* [Selected text]
====

We provide training illustrations on Unreal4kStereo dataset and CityScapes dataset in this document.
Download the dataset from https://github.com/fabiotosi92/SMD-Nets.
Preprocess the dataset following the instruction (convert images to raw
format).
Copy the split files in ./splits/u4k
and organize the folder structure as:
monocular-depth-estimation-toolbox
├── estimator
├── docs
├── ...
├── data (it's included in `.gitignore`)
│ ├── u4k (recommand ln -s)
│ │ ├── 00000
│ │ │ ├── Disp0
│ │ │ │ ├── 00000.npy
│ │ │ │ ├── 00001.npy
│ │ │ │ ├── ...
│ │ │ ├── Extrinsics0
│ │ │ ├── Extrinsics1
│ │ │ ├── Image0
│ │ │ │ ├── 00000.raw (Note it's important to convert png to raw to speed up training)
│ │ │ │ ├── 00001.raw
│ │ │ │ ├── ...
│ │ ├── 00001
│ │ │ ├── Disp0
│ │ │ ├── Extrinsics0
│ │ │ ├── Extrinsics1
│ │ │ ├── Image0
| | ├── ...
| | ├── 00008
| | ├── splits
│ │ │ ├── train.txt
│ │ │ ├── val.txt
│ │ │ ├── test.txt
│ │ │ ├── test_out.txt
│ ├── cityscapes (recommand ln -s)
│ │ ├── camera
│ │ ├── disparity
│ │ ├── extra
│ │ │ ├── camera
│ │ │ ├── disparity
│ │ │ ├── leftImg8bit
│ │ ├── gtFine
│ │ ├── leftImg8bit
| | ├── train.txt
| | ├── val.txt
For CityScapes, please download the dataset from the offical website. Note that we also use the extra dataset to train our models. The data structure is presented above. Check the split file here
Before training and inference, please prepare some pretrained models from here.
Unzip the file and make sure you have the work_dir
folder in this repo after that.
This repo follows the design of Monocular-Depth-Estimation-Toolbox, but it's more flexible in training and inference. The overall training script follows this line of command:
bash tools/dist_train.sh ${CONFIG_FILE} ${GPU_NUM} [optional arguments]
Arguments Explanation:
${CONFIG_FILE}
: Select the configuration file for training${GPU_NUM}
: Specify the number of GPU used for training (We use 4 as default)[optional arguments]
: You can specify more arguments. We present some important arguments here--log-name
: experiment name shown in wandb website--work-dir
:work-dir + log-name
indicates the path to save logs and checkpoints--tag
: tags shown in wandb website--debug
: if set, omit wandb log
You will see examples in the following sections.

====

(Stored data)
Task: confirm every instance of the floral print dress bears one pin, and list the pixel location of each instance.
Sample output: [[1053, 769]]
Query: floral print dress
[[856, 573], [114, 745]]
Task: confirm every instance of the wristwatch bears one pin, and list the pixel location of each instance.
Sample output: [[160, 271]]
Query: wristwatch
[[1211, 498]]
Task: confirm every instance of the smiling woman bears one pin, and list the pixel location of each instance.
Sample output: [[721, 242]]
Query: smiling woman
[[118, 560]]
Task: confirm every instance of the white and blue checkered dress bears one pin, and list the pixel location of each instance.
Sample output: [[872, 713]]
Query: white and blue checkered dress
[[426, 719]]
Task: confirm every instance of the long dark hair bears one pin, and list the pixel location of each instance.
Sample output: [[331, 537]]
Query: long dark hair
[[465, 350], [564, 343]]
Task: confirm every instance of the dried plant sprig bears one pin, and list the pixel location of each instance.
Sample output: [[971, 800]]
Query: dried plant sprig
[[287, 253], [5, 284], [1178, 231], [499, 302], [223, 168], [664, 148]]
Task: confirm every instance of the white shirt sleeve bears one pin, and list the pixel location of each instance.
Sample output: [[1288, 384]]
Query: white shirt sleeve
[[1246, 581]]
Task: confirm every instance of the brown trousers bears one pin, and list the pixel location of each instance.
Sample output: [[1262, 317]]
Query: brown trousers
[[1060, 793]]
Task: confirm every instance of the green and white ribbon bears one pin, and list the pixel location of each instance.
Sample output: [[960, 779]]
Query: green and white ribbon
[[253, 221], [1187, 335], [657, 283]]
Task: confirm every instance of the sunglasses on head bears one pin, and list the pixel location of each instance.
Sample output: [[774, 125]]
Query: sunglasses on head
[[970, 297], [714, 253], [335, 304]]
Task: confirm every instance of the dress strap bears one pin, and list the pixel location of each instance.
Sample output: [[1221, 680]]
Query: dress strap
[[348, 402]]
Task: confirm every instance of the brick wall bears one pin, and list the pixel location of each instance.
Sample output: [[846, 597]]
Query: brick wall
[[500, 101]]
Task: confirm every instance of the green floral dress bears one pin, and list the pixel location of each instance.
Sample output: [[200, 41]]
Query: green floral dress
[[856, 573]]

====

* [Your objective] Continue the training guide for the Unreal4kStereo and CityScapes datasets, picking up right after its final sentence.

* [Answer for the task]
Training PatchRefiner includes two steps.
We provide the pretrained coarse model at work_dir/zoedepth/u4k/coarse_pretrain/checkpoint_24.pth
. Check here in case you want to train a coarse model by yourself.
Then, run:
bash ./tools/dist_train.sh configs/patchrefiner_zoedepth/pr_u4k.py 4 --work-dir ./work_dir/zoedepth/u4k --log-name pr --tag pr
Note that the result will over-write the downloaded checkpoint at work_dir/zoedepth/u4k/pr/checkpoint_36.pth
.
There are also several steps for this training.
We provide the pretrained coarse model on cityscapes at work_dir/zoedepth/cs/coarse_pretrain/checkpoint_05.pth
. Check here in case you want to train a coarse model by yourself.
Then, we need to train a patchrefiner model on cityscapes. One pretrained checkpoint is provided at work_dir/zoedepth/cs/pr/checkpoint_05.pth
. Consider using ./configs/patchrefiner_zoedepth/pr_cs.py
as the config to train the model. The command is
bash ./tools/dist_train.sh configs/patchrefiner_zoedepth/pr_cs.py 4 --work-dir ./work_dir/zoedepth/cs --log-name pr --tag pr
Note that the result will over-write the downloaded checkpoint at work_dir/zoedepth/cs/pr/checkpoint_05.pth
.
Then, we use the proposed framework to finetune the patchrefiner. Run the command:
bash ./tools/dist_train.sh configs/patchrefiner_zoedepth_online_pesudo/pr_ssi_midas_cs.py 4 --work-dir ./work_dir/zoedepth/cs --log-name ssi_7e-2 --tag pr --cfg-options model.edge_loss_weight=7e-2
Note that the result will over-write the downloaded checkpoint at work_dir/zoedepth/cs/ssi_7e-2/checkpoint_02.pth
.
Use configs/patchrefiner_zoedepth_online_pesudo/pr_ranking_cs.py
and configs/patchrefiner_zoedepth_online_pesudo/pr_ssi_midas_cs.py
as the config to adopt the ranking and ssi loss for training, respectively. configs/patchrefiner_zoedepth_online_pesudo/pr_mix_cs.py
is the mixed version.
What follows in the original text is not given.